### What is asked
A. Decide whether each statement agrees with the jeep floor-crack article, answering yes or no and quoting the words of the article that settle it. (i) Most of the G-Wagons sent to Canadian troops in Afghanistan have developed floor cracks. (ii) In most cases the cracks are easy to see. (iii) Matt McClure reported from Kandahar.
B. Who is the jeep project manager, according to the jeep floor-crack article?
C. Return the passage of the jeep floor-crack article between "Lt.-Col. Jacques Beaudoin, the" and "in the floorboards.", inclusive.

# Floor cracks plaguing new military jeeps



## Spartan (6 Dec 2004)

ctv.ca

Floor cracks plaguing new military jeeps
CTV.ca News Staff

Canada's new armoured jeeps are popular with troops for the protection they afford and their air-conditioned interiors. But it appears they have developed a disconcerting problem - cracks in their floors.

Lt.-Col. Jacques Beaudoin, the jeep project manager, says 85 per cent of the Mercedes G-Wagons sent to Canadian troops in Afghanistan have developed cracks in the floorboards.

CTV's Matt McClure, reporting from Kabul, says he had a look at the cracks Monday afternoon.

"They're not very visible to the eye in most cases. But there are holes in the floorboards beneath the passenger and driver side that are about the size of your finger," he told Newsnet.

"These have developed apparently because of the stress the vehicles are facing on the rough terrain here, and also perhaps because of the heavy armour these vehicles have been equipped with to protect the troops."

[Records excerpted from a collection]
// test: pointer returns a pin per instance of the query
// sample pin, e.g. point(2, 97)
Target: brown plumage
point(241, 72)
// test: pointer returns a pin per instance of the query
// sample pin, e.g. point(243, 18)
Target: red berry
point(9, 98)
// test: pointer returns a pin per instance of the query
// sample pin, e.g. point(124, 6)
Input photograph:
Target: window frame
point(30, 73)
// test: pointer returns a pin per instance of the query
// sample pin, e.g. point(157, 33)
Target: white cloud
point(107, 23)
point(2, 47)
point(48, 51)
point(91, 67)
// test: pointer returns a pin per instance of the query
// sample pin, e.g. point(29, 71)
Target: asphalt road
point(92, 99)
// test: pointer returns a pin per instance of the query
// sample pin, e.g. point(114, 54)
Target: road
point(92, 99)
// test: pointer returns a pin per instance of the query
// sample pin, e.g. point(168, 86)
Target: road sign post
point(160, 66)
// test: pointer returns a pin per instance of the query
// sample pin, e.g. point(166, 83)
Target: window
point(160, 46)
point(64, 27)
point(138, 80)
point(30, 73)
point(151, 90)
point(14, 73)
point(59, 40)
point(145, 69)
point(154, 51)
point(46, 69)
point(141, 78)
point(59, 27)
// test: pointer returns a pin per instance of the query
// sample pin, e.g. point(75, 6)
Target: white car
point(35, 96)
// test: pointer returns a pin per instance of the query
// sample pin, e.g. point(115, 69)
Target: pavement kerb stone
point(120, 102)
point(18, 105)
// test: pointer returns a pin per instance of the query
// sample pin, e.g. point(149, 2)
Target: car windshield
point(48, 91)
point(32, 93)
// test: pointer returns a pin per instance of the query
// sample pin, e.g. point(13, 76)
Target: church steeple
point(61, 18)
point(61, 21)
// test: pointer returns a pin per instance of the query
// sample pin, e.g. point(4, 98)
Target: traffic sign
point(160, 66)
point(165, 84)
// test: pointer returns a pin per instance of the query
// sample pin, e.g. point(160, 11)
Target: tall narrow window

### Answers for the exercise
A.
(i) Yes: "85 per cent of the Mercedes G-Wagons sent to Canadian troops in Afghanistan have developed cracks in the floorboards."
(ii) No: "They're not very visible to the eye in most cases."
(iii) No: "CTV's Matt McClure, reporting from Kabul"

B. Lt.-Col. Jacques Beaudoin.

C.
Lt.-Col. Jacques Beaudoin, the jeep project manager, says 85 per cent of the Mercedes G-Wagons sent to Canadian troops in Afghanistan have developed cracks in the floorboards.